## Given instruction
Rescale every line from the one containing "Roadside-survey request: point out the saddle" through the end of the items, requests included, multiplying each coordinate in the answers by 0.65 and rounding to whole numbers, with halves rounded up. Give only those lines.

══ Provided records

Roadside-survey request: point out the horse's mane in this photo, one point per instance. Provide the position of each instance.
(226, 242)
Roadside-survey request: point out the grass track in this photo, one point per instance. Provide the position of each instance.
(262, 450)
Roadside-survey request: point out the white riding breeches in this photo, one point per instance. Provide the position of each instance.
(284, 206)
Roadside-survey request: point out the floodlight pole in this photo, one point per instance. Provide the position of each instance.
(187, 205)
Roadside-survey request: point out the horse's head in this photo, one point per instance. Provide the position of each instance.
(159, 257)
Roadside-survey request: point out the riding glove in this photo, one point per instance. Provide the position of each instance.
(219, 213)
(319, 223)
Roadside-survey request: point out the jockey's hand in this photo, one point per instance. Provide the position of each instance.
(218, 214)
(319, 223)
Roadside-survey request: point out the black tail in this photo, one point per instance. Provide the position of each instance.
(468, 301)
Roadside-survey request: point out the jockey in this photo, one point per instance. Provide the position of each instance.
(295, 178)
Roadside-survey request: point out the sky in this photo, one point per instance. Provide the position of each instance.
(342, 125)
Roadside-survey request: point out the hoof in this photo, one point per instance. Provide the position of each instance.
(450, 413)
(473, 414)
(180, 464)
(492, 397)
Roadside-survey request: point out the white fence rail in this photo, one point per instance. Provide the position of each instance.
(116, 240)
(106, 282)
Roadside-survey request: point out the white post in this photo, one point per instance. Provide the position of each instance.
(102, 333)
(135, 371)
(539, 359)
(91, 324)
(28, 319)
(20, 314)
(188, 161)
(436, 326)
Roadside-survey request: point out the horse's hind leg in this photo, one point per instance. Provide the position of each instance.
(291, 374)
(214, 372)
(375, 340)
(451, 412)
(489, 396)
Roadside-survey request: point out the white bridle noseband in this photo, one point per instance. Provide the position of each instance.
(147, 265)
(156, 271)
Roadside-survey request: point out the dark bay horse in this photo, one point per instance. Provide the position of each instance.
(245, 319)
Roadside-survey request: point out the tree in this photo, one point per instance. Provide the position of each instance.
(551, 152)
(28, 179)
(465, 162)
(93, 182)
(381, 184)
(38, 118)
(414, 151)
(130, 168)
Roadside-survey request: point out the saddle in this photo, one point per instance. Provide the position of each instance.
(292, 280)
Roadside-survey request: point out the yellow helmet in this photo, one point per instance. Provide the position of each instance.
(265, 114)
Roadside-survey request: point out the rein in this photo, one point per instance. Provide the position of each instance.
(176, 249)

════

## In response
Roadside-survey request: point out the saddle in this photo, one point per instance. Provide the position of each instance.
(190, 182)
Roadside-survey request: point out the yellow helmet in this photo, one point per instance. Provide the position of each instance.
(172, 74)
Roadside-survey request: point out the rein in this photo, one point per instance. Provide the position of each instance.
(114, 162)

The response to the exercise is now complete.